-- Task to carry out --
Reproduce the listing below in full, line by line, without changing a single character.

-- Dataset --

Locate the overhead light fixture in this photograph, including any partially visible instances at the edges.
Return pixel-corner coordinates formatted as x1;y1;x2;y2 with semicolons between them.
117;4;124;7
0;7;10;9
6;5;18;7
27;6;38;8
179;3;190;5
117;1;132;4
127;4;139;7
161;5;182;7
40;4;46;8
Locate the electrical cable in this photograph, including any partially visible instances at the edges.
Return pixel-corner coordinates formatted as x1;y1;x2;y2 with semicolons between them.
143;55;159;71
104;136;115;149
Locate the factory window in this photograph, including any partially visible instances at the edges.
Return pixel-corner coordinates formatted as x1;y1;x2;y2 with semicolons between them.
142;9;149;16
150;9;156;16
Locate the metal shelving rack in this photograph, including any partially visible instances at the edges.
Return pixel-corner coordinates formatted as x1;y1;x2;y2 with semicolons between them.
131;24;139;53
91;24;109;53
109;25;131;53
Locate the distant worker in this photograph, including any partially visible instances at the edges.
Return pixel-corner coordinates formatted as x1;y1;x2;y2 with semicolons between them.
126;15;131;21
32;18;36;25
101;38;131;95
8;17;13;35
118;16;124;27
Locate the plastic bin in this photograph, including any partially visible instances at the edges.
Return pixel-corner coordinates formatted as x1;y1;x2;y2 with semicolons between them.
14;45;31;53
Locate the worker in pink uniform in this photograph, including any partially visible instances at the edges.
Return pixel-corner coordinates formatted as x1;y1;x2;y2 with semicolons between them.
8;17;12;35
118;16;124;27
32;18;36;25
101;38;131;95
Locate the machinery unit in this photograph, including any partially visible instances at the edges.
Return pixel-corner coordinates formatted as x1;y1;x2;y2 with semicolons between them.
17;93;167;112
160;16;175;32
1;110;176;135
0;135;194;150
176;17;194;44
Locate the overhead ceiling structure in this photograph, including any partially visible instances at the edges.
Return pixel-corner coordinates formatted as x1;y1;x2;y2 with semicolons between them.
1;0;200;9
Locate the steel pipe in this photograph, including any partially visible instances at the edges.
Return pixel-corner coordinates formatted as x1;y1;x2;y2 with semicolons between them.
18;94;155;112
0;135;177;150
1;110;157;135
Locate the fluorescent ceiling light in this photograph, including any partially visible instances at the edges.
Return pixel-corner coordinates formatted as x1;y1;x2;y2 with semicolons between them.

-- Full solution --
Locate the overhead light fixture in this photograph, including any partially visible instances at the edges.
Return pixel-corner coordinates formatted as x1;y1;x2;y2 with semicolons between them.
117;4;124;7
0;7;10;9
6;5;18;7
27;6;38;8
179;3;190;5
117;1;132;4
127;4;139;7
161;5;182;7
40;4;46;8
Locate the electrical cable in this photograph, including any partially visible instances at the edges.
Return pixel-corner coordinates formatted as x1;y1;x2;y2 with semicolons between them.
143;55;159;71
104;136;115;149
Locate the factory window in this photograph, including any partially visible instances at the edges.
Return pixel-corner coordinates formatted as x1;y1;x2;y2 with semicolons between them.
142;9;149;16
150;9;156;16
Locate the metal shelving rack in this photograph, including any partially visible instances at the edges.
Return pixel-corner coordinates formatted as x1;y1;x2;y2 with semicolons between them.
131;24;139;53
91;24;109;53
109;25;131;53
Locate the distant worker in this photograph, including any partially visible instances at the edges.
Return pixel-corner coordinates formatted as x1;y1;x2;y2 with semicolons between them.
126;15;131;21
32;18;36;25
101;38;131;95
8;17;13;35
118;16;124;27
Locate the plastic bin in this photograph, including any partially visible instances at the edges.
Return pixel-corner coordinates formatted as x1;y1;x2;y2 with semicolons between them.
14;45;31;53
Locate the worker in pink uniform in this photograph, including any partially visible instances at the edges.
Return pixel-corner coordinates formatted as x1;y1;x2;y2 with semicolons between them.
8;17;12;35
118;16;124;27
32;18;36;25
101;38;131;95
Locate the machinery unit in this photograph, including any partially visible instances at the edges.
Return pixel-corner coordinates formatted as x1;y1;x2;y2 with semicolons between them.
17;93;167;112
160;16;175;32
1;110;176;135
0;135;194;150
176;17;194;44
Locate the overhead ceiling structure in this photograph, including any partially visible instances at the edges.
Return pixel-corner coordinates formatted as x1;y1;x2;y2 with semicolons between them.
1;0;200;9
Locate the steel pipe in this photograph, including any partially visible instances at the edges.
Return pixel-corner coordinates formatted as x1;y1;x2;y2 with semicolons between them.
18;94;155;112
0;135;177;150
1;110;157;135
Locate the fluorescent ceiling light in this photograph, including any partially visible instances at the edges.
Return pixel-corner coordinates formatted as x1;y1;x2;y2 with semicolons between them.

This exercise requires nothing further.